> _EXERCISE TASK 1_:
In the commentary on Trump and the midterm elections, by what margin did Trump lose the popular vote?
> _EXERCISE TASK 2_:
Summarize the commentary on Trump and the midterm elections in two sentences.
> _EXERCISE TASK 3_:
Write the next part of the commentary on Trump and the midterm elections, picking up after its final sentence.

> _DOCUMENT SECTION_:
** Begin **

There are journalistic assignments that should be refused, not as a matter of principle but out of basic common sense. Making predictions about American politics in the age of Trump is one of them. That Donald Trump won the Republican nomination was surprising. That he ended up in the White House was — well, a strong enough what-the-hell adjective does not exist (I did not expect Trump to prevail and nor, quite possibly, did he). However, the chequered nature of that win, a two per cent loss in the popular vote (the widest margin of “defeat” for a victorious candidate since 1876) but a passable, if far from overwhelming, majority in the only vote that counts — the Electoral College — was a necessary reminder that federalism matters more and elite opinion less than is sometimes assumed.

Remembering that is a good beginning to understanding why, despite Trump ratcheting up a record of gaffes, blunders and peculiarity unthinkable in any other president, earlier talk of a Democratic “wave” in the   midterm elections on November 6 has evaporated.

** End **

> _STORED DATA_:
** Begin **

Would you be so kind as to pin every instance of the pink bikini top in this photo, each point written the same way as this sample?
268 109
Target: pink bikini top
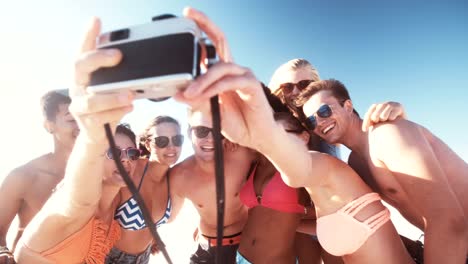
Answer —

** End **
** Begin **

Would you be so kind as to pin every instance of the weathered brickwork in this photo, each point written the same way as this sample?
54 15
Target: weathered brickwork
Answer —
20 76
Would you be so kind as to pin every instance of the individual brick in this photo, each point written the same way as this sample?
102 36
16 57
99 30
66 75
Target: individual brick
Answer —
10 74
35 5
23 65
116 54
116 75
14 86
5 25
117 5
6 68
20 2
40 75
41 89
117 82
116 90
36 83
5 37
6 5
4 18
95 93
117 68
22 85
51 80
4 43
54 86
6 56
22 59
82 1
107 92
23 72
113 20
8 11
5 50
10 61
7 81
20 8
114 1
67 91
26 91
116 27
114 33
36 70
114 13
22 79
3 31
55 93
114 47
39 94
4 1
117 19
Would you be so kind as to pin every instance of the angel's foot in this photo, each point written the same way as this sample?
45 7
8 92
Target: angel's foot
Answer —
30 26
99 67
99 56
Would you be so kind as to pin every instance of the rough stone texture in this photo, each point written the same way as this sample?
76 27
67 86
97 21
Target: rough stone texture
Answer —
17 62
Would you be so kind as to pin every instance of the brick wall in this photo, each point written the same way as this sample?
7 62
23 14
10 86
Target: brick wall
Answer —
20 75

** End **
** Begin **

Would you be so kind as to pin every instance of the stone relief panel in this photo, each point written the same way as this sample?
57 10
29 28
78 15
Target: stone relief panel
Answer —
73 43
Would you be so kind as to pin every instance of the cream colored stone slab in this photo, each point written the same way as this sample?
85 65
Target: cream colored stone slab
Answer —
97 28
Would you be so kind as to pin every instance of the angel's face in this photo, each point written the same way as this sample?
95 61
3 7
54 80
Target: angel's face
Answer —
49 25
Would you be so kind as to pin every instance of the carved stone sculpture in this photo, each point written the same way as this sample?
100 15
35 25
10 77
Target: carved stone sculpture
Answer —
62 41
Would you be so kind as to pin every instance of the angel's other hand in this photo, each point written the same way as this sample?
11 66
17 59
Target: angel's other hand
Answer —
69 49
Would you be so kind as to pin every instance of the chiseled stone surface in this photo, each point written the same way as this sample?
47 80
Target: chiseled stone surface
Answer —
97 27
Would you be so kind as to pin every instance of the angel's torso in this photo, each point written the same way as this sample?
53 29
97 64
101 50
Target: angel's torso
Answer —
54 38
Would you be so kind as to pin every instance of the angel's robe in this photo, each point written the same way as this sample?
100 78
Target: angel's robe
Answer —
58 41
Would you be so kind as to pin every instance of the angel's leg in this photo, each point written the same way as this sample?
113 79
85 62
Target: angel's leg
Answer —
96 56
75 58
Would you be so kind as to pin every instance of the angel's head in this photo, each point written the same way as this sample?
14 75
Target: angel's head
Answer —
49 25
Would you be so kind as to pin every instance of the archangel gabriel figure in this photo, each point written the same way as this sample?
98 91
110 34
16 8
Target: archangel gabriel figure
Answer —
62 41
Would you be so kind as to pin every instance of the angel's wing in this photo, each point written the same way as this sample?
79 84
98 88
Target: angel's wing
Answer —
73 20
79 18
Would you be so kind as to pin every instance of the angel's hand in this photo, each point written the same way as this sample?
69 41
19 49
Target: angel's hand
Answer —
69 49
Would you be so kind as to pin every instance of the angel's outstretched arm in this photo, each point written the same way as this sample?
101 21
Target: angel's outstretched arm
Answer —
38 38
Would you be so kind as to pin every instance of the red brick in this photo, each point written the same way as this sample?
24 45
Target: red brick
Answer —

** End **

> _TASK ANSWER 1_:
By two percent.

> _TASK ANSWER 2_:
Predicting American politics under Trump is unwise, since both his nomination and his arrival in the White House were surprising. His win, a two percent loss in the popular vote but a majority in the Electoral College, showed that federalism matters more and elite opinion less than is often assumed, which helps explain why talk of a Democratic "wave" in the November 6 midterms has faded despite his many gaffes and blunders.

> _TASK ANSWER 3_:
While that might merit a celebratory presidential Diet Coke, the Republicans still face a tricky day on the sixth. Despite a healthy economy (GDP grew at an annualised 4.2 per cent in the second quarter, the unemployment rate dropped to 3.7 per cent in September and in the same month consumer confidence reached an 18-year high), almost all the “generic” polling has the generic Democrat comfortably ahead of the generic Republican. Even without Trump in the Oval Office this was coming. An incumbent president’s party almost always struggles in the midterms. Like a British by-election, except for far higher stakes (all the seats in the House of Representatives will be up for grabs, as will 35 Senate seats and numerous state-level offices), midterms are often used by the voters who show up (turnout is typically around 40 per cent, compared with 60 per cent in a presidential election year) to shake a fist at those in charge.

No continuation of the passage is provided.